**TASK ITEM**
Repeat exactly, and only, the lines of the entries below from the one with "Target: row of distant trees" through the one with "Target: ear", both ends included.

**SOURCE INFORMATION**
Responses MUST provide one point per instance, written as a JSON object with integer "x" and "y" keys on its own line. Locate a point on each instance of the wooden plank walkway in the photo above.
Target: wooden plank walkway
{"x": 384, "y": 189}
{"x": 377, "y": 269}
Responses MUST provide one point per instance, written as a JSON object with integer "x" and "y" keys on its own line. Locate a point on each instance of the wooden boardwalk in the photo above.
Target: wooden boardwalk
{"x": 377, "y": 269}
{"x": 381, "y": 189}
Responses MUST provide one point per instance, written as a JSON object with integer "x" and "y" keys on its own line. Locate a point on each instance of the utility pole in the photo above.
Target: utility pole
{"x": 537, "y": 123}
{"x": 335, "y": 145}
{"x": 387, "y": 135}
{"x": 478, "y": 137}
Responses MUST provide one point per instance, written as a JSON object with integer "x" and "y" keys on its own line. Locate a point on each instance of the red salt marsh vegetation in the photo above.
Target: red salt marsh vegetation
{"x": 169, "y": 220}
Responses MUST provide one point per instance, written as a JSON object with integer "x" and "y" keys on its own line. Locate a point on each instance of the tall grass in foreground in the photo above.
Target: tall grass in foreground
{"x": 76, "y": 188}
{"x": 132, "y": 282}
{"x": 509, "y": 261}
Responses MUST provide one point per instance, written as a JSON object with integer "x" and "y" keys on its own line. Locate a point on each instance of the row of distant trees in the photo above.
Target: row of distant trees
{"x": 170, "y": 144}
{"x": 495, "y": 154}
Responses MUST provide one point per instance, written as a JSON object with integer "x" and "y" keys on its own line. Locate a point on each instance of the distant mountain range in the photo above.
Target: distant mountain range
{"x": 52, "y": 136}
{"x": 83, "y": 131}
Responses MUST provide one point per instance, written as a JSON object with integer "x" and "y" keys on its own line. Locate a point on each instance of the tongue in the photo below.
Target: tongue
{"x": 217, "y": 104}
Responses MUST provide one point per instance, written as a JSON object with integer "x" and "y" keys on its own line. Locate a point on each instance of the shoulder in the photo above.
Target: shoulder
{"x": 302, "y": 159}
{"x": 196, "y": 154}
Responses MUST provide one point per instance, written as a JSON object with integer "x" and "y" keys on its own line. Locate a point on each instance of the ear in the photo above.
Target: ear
...
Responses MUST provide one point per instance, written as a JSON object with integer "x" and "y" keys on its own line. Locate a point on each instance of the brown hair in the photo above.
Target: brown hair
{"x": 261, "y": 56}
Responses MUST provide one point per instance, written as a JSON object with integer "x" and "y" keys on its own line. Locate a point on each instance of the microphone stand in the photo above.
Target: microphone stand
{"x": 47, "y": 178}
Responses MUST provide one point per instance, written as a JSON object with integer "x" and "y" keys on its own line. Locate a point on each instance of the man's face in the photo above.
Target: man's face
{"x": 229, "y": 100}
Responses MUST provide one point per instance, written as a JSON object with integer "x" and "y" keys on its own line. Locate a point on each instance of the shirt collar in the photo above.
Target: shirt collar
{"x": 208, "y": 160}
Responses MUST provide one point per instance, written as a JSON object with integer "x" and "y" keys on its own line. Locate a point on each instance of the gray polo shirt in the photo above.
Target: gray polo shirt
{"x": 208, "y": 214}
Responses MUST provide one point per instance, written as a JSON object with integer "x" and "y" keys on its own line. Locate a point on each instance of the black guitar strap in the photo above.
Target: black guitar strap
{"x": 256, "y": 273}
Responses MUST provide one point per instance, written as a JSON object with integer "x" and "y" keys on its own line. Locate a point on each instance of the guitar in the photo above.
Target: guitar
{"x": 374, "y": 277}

**SOLUTION FOR THIS PROBLEM**
Target: row of distant trees
{"x": 170, "y": 144}
{"x": 495, "y": 154}
Responses MUST provide one point per instance, written as a JSON object with integer "x" and "y" keys on its own line. Locate a point on each instance of the distant mountain range in the photo above.
Target: distant mountain range
{"x": 52, "y": 136}
{"x": 83, "y": 131}
Responses MUST provide one point per instance, written as a JSON object with integer "x" and "y" keys on its own line. Locate a point on each instance of the tongue in the photo below.
Target: tongue
{"x": 217, "y": 104}
Responses MUST provide one point per instance, written as a JSON object with integer "x" and "y" keys on its own line. Locate a point on each instance of the shoulder in the photo above.
Target: shoulder
{"x": 302, "y": 159}
{"x": 196, "y": 154}
Responses MUST provide one point per instance, written as a JSON object with integer "x" and "y" keys on its own line. Locate a point on each instance of the ear in the photo above.
Target: ear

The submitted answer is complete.